- **DATA IN THIS EXERCISE**:
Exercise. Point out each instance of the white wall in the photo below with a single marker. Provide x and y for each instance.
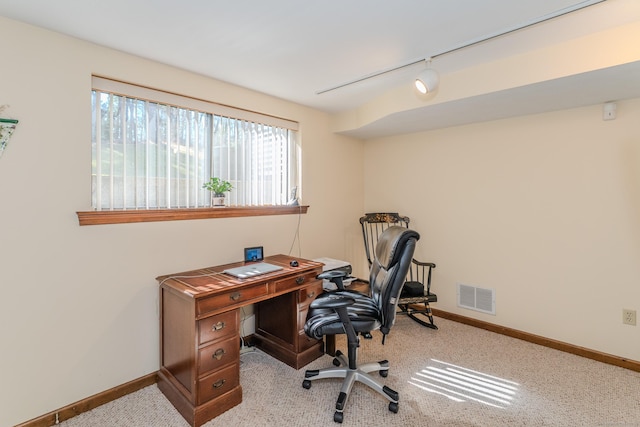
(78, 313)
(544, 209)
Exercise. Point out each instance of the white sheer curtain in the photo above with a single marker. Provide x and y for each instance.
(149, 155)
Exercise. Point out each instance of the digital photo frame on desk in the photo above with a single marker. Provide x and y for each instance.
(253, 254)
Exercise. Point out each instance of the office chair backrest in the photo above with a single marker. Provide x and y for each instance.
(374, 224)
(393, 255)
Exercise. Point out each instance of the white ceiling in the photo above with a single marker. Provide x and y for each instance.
(292, 49)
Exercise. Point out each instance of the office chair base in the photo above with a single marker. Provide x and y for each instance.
(351, 376)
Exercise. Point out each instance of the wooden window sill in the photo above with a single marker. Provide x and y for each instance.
(151, 215)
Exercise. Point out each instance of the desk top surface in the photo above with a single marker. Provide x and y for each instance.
(208, 280)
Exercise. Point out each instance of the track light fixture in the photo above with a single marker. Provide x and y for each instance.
(427, 81)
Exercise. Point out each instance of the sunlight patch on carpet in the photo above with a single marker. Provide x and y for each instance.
(461, 384)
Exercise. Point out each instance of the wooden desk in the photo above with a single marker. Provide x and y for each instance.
(199, 330)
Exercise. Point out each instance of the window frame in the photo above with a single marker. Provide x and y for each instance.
(119, 216)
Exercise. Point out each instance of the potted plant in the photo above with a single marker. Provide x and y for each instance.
(217, 187)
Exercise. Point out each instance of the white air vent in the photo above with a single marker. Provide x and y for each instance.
(478, 299)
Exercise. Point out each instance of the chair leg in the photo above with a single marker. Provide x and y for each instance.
(406, 309)
(351, 376)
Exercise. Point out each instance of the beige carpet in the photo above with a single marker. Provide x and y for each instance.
(457, 376)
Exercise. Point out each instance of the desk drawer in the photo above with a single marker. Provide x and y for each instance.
(218, 327)
(218, 383)
(294, 282)
(230, 298)
(219, 354)
(308, 294)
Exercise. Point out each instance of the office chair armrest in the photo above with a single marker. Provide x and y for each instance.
(332, 301)
(334, 276)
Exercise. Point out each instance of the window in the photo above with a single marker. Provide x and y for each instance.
(154, 150)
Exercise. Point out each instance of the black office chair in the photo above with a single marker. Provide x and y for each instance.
(350, 312)
(416, 295)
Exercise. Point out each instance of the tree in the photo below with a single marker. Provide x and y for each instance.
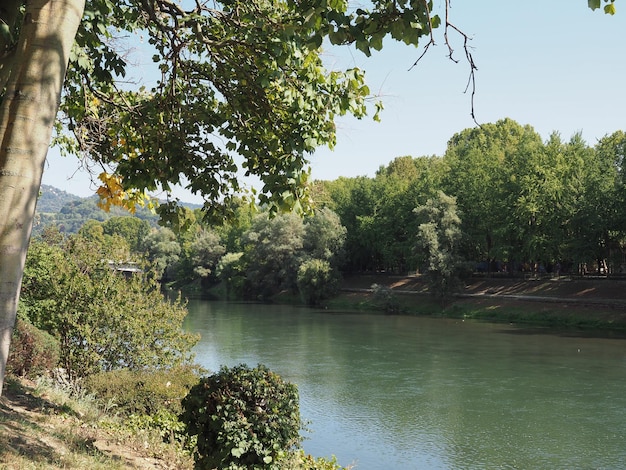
(249, 76)
(163, 250)
(273, 253)
(102, 320)
(440, 237)
(206, 252)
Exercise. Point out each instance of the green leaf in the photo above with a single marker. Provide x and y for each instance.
(609, 9)
(594, 4)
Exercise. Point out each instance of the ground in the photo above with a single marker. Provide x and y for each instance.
(38, 433)
(599, 299)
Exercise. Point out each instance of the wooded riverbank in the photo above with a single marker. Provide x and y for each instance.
(591, 303)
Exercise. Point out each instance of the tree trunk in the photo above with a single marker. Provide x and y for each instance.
(28, 110)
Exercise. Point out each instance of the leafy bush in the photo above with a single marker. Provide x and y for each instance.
(143, 392)
(385, 299)
(103, 320)
(33, 352)
(316, 281)
(243, 418)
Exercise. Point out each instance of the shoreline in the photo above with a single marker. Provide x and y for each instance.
(564, 303)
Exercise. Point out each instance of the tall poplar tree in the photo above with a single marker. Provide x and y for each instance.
(237, 81)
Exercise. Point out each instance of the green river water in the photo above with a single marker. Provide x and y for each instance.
(395, 392)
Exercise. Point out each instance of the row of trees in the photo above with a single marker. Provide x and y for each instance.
(522, 202)
(254, 256)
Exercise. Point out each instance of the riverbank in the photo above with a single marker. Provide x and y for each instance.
(43, 427)
(589, 303)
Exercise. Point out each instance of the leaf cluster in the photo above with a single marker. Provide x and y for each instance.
(103, 320)
(243, 418)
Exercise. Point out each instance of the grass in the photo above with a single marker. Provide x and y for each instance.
(539, 314)
(43, 427)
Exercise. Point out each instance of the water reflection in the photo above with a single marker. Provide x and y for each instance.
(403, 392)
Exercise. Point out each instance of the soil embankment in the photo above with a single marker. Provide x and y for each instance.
(598, 299)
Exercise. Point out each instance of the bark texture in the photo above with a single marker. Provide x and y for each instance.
(34, 80)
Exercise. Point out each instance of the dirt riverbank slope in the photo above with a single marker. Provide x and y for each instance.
(600, 298)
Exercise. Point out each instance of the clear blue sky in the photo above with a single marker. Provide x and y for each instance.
(554, 65)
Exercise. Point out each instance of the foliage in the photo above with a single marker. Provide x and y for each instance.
(243, 418)
(163, 250)
(440, 236)
(317, 281)
(206, 252)
(33, 352)
(131, 229)
(276, 248)
(385, 299)
(103, 320)
(143, 392)
(273, 253)
(248, 74)
(324, 236)
(230, 270)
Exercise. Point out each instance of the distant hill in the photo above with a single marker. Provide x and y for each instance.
(69, 212)
(52, 199)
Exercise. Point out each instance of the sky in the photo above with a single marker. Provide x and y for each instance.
(554, 65)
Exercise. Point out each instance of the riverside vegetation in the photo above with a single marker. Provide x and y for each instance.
(103, 328)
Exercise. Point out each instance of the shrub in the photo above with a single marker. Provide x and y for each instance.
(385, 299)
(243, 418)
(316, 281)
(33, 352)
(143, 392)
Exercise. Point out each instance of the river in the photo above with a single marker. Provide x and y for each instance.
(397, 392)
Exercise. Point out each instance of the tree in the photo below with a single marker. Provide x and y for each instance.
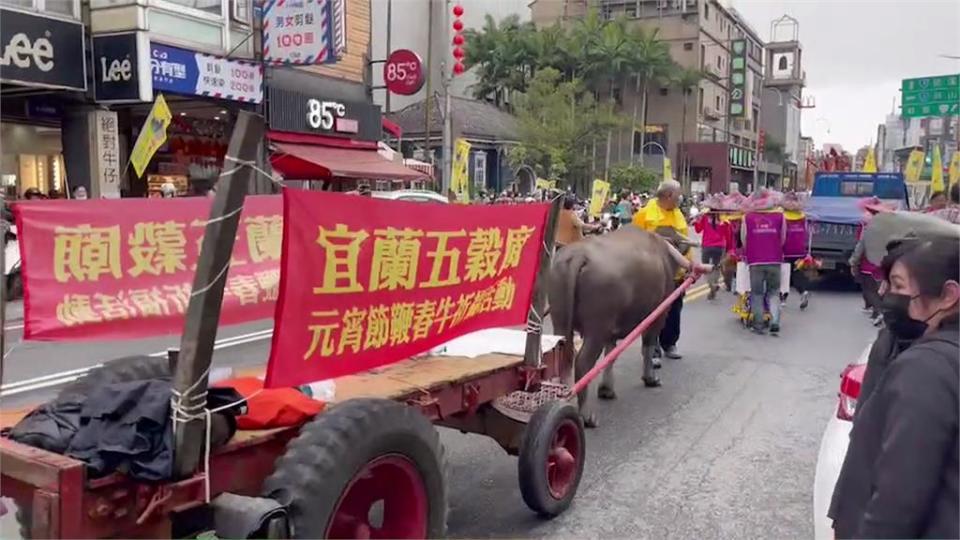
(557, 120)
(686, 80)
(651, 62)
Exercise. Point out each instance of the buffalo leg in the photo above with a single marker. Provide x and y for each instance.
(608, 383)
(650, 377)
(586, 359)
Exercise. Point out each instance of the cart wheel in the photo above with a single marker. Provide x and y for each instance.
(551, 458)
(366, 468)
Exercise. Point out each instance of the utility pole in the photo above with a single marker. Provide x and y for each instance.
(445, 76)
(386, 99)
(427, 102)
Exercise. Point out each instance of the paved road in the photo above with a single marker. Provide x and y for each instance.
(726, 448)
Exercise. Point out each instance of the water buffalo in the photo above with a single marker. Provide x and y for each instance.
(602, 288)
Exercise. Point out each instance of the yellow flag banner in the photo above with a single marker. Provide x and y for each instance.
(152, 135)
(955, 168)
(870, 163)
(914, 166)
(460, 181)
(667, 169)
(598, 197)
(936, 172)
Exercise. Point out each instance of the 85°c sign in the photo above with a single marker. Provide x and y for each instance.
(403, 72)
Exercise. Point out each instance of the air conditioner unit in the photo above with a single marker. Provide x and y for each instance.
(710, 112)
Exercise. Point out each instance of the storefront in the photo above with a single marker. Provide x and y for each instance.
(43, 62)
(204, 93)
(331, 141)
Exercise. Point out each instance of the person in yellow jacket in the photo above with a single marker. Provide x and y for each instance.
(662, 215)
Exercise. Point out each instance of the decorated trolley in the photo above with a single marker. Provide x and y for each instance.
(370, 463)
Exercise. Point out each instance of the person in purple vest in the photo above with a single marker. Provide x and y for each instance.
(797, 246)
(764, 234)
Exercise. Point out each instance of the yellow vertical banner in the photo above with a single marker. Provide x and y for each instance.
(914, 166)
(152, 135)
(598, 197)
(459, 179)
(936, 171)
(955, 168)
(870, 163)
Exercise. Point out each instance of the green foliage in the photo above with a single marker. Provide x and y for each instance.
(625, 177)
(558, 121)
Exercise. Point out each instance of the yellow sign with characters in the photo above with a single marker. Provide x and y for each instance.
(598, 197)
(459, 179)
(152, 135)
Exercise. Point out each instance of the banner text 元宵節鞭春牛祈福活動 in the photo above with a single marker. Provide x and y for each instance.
(374, 282)
(123, 269)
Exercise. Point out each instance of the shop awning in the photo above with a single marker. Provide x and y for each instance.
(311, 162)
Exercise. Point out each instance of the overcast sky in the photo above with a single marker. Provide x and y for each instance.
(855, 53)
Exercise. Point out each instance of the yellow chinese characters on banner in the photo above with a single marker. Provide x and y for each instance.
(954, 172)
(914, 167)
(369, 292)
(460, 179)
(598, 197)
(152, 135)
(91, 267)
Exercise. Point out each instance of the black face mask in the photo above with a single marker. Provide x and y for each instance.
(896, 315)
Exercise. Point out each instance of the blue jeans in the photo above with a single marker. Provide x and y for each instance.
(765, 289)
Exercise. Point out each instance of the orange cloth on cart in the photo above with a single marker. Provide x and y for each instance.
(272, 407)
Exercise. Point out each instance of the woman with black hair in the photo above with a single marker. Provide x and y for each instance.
(900, 475)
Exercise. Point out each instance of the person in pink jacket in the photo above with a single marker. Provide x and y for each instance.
(714, 238)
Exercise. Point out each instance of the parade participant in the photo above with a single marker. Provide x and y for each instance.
(797, 246)
(763, 235)
(569, 225)
(900, 475)
(662, 215)
(713, 244)
(938, 201)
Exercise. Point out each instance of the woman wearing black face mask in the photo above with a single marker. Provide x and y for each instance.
(900, 475)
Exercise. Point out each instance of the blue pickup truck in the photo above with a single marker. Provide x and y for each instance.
(835, 215)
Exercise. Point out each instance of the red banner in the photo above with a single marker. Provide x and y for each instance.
(122, 269)
(367, 282)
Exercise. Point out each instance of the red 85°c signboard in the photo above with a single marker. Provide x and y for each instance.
(403, 72)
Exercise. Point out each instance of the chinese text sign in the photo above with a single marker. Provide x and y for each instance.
(368, 282)
(123, 269)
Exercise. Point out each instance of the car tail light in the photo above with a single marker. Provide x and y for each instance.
(850, 381)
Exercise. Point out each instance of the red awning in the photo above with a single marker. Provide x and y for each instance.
(309, 162)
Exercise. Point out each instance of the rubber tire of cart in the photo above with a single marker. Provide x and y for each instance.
(534, 451)
(331, 449)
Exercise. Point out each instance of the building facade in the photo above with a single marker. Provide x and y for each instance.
(710, 133)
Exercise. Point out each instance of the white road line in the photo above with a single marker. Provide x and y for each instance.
(64, 377)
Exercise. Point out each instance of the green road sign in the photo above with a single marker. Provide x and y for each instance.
(931, 96)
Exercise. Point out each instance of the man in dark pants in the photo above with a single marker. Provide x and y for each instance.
(662, 215)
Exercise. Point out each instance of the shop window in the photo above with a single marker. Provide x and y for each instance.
(70, 8)
(240, 11)
(210, 7)
(480, 169)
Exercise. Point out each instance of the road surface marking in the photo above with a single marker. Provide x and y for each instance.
(64, 377)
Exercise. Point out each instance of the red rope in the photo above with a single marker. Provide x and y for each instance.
(580, 385)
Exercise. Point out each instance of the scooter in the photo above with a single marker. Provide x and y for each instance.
(13, 280)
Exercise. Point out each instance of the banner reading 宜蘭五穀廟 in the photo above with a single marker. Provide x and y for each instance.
(373, 282)
(123, 269)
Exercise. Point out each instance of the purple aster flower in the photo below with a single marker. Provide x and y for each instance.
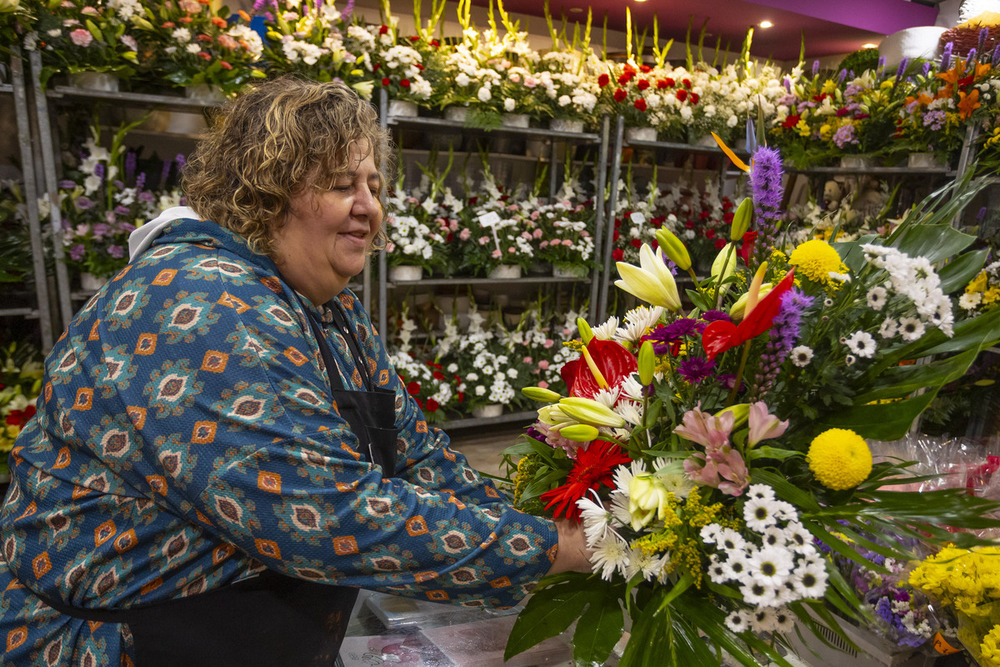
(696, 369)
(715, 315)
(946, 56)
(844, 135)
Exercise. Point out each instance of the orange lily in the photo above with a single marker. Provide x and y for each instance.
(968, 103)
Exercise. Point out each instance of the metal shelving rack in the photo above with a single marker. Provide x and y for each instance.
(41, 310)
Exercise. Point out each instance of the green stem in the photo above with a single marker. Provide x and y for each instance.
(739, 374)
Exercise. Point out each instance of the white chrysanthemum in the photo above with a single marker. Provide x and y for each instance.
(862, 344)
(877, 298)
(801, 355)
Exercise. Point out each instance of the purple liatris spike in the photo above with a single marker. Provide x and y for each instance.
(946, 57)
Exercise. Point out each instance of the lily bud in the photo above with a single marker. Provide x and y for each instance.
(541, 394)
(579, 432)
(674, 248)
(647, 362)
(741, 220)
(589, 411)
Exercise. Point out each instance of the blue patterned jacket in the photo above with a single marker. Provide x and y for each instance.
(185, 437)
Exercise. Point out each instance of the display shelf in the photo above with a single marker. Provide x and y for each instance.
(527, 280)
(440, 124)
(170, 102)
(472, 422)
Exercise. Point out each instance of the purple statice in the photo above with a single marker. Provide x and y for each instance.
(934, 119)
(767, 192)
(783, 335)
(844, 136)
(946, 57)
(696, 369)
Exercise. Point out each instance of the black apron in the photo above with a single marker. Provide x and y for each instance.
(270, 619)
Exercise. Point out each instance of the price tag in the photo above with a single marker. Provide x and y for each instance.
(490, 220)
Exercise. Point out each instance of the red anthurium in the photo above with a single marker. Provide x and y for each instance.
(613, 361)
(593, 467)
(721, 335)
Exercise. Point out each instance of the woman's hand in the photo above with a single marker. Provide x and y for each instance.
(573, 554)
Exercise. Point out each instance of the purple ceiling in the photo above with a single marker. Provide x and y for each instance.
(830, 26)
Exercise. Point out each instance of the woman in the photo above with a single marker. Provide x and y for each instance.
(223, 452)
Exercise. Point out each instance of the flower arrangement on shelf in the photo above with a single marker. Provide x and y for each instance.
(317, 41)
(190, 44)
(705, 447)
(102, 201)
(80, 36)
(20, 385)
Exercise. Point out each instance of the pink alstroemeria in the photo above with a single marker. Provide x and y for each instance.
(764, 425)
(707, 430)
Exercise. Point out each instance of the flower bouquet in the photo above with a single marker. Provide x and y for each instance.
(705, 445)
(189, 44)
(20, 384)
(319, 42)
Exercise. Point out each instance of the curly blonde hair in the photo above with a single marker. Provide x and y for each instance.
(270, 144)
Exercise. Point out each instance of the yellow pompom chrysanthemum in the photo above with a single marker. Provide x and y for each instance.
(816, 259)
(839, 458)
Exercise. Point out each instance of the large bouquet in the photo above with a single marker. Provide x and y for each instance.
(706, 445)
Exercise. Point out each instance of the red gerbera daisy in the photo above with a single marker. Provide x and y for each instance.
(593, 468)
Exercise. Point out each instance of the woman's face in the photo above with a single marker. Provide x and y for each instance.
(326, 236)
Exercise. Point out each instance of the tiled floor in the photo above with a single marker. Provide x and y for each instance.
(482, 446)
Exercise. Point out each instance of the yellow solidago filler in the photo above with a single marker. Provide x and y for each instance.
(989, 649)
(839, 458)
(816, 260)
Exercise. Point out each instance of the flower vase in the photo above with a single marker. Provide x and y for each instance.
(405, 273)
(566, 125)
(205, 92)
(91, 283)
(518, 120)
(569, 270)
(101, 81)
(457, 114)
(402, 109)
(505, 272)
(856, 162)
(928, 160)
(644, 134)
(491, 411)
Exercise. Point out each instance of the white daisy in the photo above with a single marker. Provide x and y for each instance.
(877, 298)
(862, 344)
(801, 355)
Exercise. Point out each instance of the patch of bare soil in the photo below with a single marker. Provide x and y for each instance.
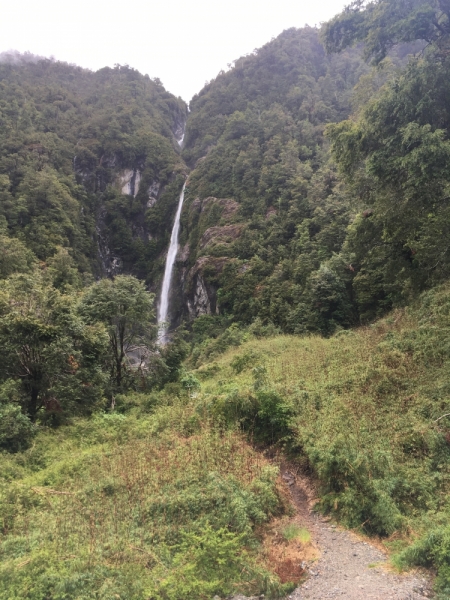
(346, 566)
(333, 562)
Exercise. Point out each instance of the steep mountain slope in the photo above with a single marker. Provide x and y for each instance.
(88, 162)
(270, 244)
(255, 137)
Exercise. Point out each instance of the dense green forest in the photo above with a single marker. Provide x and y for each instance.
(310, 296)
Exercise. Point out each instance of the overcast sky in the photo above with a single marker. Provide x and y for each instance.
(183, 42)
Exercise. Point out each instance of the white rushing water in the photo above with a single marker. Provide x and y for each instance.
(170, 261)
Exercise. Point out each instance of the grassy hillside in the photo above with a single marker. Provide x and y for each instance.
(157, 497)
(365, 411)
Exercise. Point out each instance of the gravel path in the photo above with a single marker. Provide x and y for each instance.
(348, 567)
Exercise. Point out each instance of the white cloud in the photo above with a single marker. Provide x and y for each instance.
(184, 43)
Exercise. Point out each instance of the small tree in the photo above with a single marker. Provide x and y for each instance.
(47, 347)
(126, 308)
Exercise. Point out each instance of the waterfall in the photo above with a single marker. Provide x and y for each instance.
(170, 261)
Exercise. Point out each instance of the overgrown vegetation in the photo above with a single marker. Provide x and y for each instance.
(136, 505)
(318, 199)
(365, 411)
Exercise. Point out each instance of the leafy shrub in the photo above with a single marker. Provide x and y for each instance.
(16, 429)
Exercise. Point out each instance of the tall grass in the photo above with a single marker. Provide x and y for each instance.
(128, 514)
(366, 411)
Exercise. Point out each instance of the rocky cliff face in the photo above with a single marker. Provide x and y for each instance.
(210, 229)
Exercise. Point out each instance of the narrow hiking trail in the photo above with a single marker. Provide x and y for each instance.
(340, 564)
(348, 566)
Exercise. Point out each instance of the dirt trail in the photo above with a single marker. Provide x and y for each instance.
(348, 567)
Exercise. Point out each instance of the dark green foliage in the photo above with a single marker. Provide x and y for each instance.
(47, 349)
(383, 24)
(261, 128)
(125, 308)
(67, 135)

- **WHAT TO DO**: From the line containing "Exercise. Point out each instance of the leafy shrub" through the final line of the listing above, retype every line exactly; leave out everything else.

- **EXERCISE SOLUTION**:
Exercise. Point out each instance of the leafy shrub in the photo above with a single marker. Provide x and y for each instance.
(16, 429)
Exercise. Point out each instance of the tall grass in the photo above with a single marker. Provide x and y for each instance.
(128, 514)
(366, 411)
Exercise. Point out each instance of the rocky cliff face in the photo above with a single marker. Provide x and y for each instance.
(210, 229)
Exercise. Point out each instance of the narrow hiking trail in the photo above with a single marker. Provide x and y for each instance.
(340, 564)
(348, 566)
Exercise. Point out each instance of the dirt trail in the photo above with a single marker. Provide x and y for each instance.
(348, 567)
Exercise. Point out each instance of the dark green foliage in the photo above with a single marker. Provide x and y for each instance.
(47, 349)
(383, 24)
(261, 128)
(125, 308)
(67, 135)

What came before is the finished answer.